_TASK STATEMENT_: Transcribe all records verbatim.

Top of RECORDS

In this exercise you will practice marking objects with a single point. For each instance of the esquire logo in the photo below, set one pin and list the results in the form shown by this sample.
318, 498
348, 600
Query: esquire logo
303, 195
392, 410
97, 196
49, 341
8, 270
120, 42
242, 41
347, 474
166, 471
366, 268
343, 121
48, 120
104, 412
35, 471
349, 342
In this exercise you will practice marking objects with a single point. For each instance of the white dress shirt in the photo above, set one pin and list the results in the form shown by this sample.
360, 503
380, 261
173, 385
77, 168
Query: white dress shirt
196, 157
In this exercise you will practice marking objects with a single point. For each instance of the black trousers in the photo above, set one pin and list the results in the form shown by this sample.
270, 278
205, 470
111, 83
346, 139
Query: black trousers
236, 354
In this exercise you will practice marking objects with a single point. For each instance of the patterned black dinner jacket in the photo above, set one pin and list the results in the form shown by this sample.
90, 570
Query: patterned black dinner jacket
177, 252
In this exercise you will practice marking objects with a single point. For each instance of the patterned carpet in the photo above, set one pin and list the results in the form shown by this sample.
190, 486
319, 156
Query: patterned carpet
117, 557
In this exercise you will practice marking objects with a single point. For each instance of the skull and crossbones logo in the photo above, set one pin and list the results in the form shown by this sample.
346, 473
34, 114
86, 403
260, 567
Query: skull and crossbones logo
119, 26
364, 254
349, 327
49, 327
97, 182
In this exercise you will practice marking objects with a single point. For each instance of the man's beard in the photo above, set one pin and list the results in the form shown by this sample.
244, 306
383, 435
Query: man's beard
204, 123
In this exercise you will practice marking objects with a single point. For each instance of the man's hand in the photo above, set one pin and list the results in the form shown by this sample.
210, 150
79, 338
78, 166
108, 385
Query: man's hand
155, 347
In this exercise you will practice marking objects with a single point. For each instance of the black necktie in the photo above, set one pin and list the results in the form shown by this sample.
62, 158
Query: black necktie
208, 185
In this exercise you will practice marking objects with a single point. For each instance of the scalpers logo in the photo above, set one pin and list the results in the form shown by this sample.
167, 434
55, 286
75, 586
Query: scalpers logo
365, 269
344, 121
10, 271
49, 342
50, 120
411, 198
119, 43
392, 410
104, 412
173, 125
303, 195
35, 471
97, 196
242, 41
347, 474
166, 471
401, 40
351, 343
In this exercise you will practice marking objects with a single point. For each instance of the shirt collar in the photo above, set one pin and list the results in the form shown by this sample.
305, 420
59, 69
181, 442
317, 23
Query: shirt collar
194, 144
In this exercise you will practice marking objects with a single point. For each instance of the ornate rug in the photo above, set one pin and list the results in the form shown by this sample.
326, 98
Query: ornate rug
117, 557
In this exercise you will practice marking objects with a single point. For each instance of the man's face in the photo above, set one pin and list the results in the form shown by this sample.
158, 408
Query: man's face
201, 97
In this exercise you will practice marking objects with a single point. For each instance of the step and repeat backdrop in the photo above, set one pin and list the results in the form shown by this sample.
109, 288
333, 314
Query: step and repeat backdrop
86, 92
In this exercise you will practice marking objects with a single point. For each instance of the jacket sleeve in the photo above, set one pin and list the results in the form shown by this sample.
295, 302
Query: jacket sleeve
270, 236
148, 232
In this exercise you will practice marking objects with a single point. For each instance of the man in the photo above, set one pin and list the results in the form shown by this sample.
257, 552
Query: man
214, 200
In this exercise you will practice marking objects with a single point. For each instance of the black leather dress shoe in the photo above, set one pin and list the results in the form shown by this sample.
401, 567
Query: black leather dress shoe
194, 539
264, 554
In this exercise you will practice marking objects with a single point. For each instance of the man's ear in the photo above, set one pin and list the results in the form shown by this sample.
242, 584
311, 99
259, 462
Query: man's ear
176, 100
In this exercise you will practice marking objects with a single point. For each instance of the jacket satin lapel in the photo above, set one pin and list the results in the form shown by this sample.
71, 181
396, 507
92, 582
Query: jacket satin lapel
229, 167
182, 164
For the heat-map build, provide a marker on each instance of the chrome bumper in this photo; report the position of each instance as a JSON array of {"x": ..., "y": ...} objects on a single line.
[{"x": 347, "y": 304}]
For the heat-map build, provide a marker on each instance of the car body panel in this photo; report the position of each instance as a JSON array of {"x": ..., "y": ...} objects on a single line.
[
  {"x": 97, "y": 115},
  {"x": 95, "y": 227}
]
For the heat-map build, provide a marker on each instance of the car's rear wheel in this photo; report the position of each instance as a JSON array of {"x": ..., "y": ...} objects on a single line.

Bottom of RECORDS

_RESPONSE TO THE TASK_:
In this exercise you will practice marking objects with a single point. For each instance of the esquire logo in the photo below, set one pin and list the results in the form shown by this sample.
318, 498
348, 600
Query: esquire logo
303, 195
392, 410
97, 196
49, 341
8, 270
120, 42
242, 41
347, 474
166, 471
366, 268
343, 121
48, 120
104, 412
35, 471
349, 342
In this exercise you will practice marking objects with a single point. For each instance of the white dress shirt in the photo above, set one pin and list the results in the form shown by this sample.
360, 503
380, 261
173, 385
77, 168
Query: white dress shirt
196, 157
In this exercise you will practice marking objects with a single point. For each instance of the black trousers in the photo above, set one pin and list the results in the form shown by this sample.
270, 278
205, 470
111, 83
346, 139
Query: black trousers
236, 354
In this exercise you will practice marking objects with a single point. For each instance of the patterned black dinner jacket in the photo above, set one pin and list the results in the form shown by this sample.
90, 570
Query: patterned black dinner jacket
177, 252
In this exercise you will practice marking objects with a single point. For each instance of the patterned carpet in the photo above, set one pin and list the results in the form shown by this sample.
190, 486
319, 156
Query: patterned carpet
117, 557
In this exercise you will practice marking objects with a single point. For each instance of the skull and crossbones logo in the photo above, set one pin and list the results in the form shown by this sample.
346, 473
34, 114
86, 403
260, 567
Query: skull and crossbones logo
119, 26
364, 254
349, 327
49, 327
97, 182
In this exercise you will practice marking objects with a single point. For each instance of the man's beard in the photo above, set one pin and list the results in the form shown by this sample.
244, 306
383, 435
Query: man's beard
204, 123
In this exercise you will practice marking objects with a single point. For each instance of the man's hand in the photo above, set one pin and list the results in the form shown by this sample.
210, 150
79, 338
78, 166
108, 385
Query: man's hand
155, 347
In this exercise you will practice marking objects with a single point. For each instance of the black necktie in the photo above, set one pin and list the results in the form shown by this sample.
62, 158
Query: black necktie
208, 185
In this exercise you will practice marking objects with a single point. For each instance of the scalpers logo in the photo above, set one pin and list the results in the form shown by this sample.
167, 434
55, 286
75, 586
Query: scalpers logo
365, 269
344, 121
10, 271
49, 342
50, 120
411, 198
119, 43
392, 410
104, 412
173, 125
303, 195
35, 471
97, 196
242, 41
347, 474
166, 471
401, 40
351, 343
In this exercise you will practice marking objects with a single point. For each instance of the shirt collar in the photo above, set one pin and list the results in the form shown by this sample.
305, 420
59, 69
181, 442
317, 23
Query: shirt collar
194, 144
In this exercise you will practice marking objects with a single point. For each instance of the ornate rug in the photo above, set one pin and list the results in the form shown by this sample.
326, 98
Query: ornate rug
117, 557
In this exercise you will practice marking objects with a single point. For each instance of the man's face in the photo above, set one pin and list the results in the form shown by this sample.
158, 408
Query: man's face
201, 97
In this exercise you will practice marking objects with a single point. For each instance of the step and repeat backdrop in the photo above, set one pin and list the results in the form shown by this sample.
109, 288
333, 314
Query: step and repeat backdrop
86, 92
In this exercise you will practice marking objects with a single point. For each instance of the jacket sleeve in the photo above, set one pin and list the results in the form shown by this sample.
295, 302
Query: jacket sleeve
270, 236
148, 232
In this exercise you will practice marking objects with a single point. For each instance of the man in the photo above, set one pin and list the results in the form shown by this sample.
257, 552
Query: man
214, 200
In this exercise you will practice marking objects with a single point. For each instance of the black leather dress shoe in the photo above, set one pin and list the results in the form shown by this sample.
401, 567
Query: black leather dress shoe
194, 539
264, 554
In this exercise you will practice marking objects with a single point. For each instance of the man's ear in the photo above, set one pin and list the results in the form shown by this sample.
242, 584
311, 99
259, 462
Query: man's ear
176, 100
In this exercise you will practice marking objects with a single point. For each instance of the jacket satin lapel in the photo above, set one pin and list the results in the form shown by this sample.
71, 181
396, 507
92, 582
Query: jacket satin lapel
229, 167
182, 164
For the heat-map build, provide a marker on each instance of the chrome bumper in this photo; report the position of each instance as a JSON array of {"x": ..., "y": ...} objects on a single line.
[{"x": 347, "y": 304}]
For the heat-map build, provide a marker on each instance of the car body panel in this photo; report the position of each instance as a JSON array of {"x": ..., "y": ...} objects on a single line.
[
  {"x": 97, "y": 115},
  {"x": 95, "y": 227}
]
For the heat-map build, provide a marker on each instance of the car's rear wheel in this photo; report the position of each instance as a JSON array of {"x": ..., "y": ...} objects on a single line.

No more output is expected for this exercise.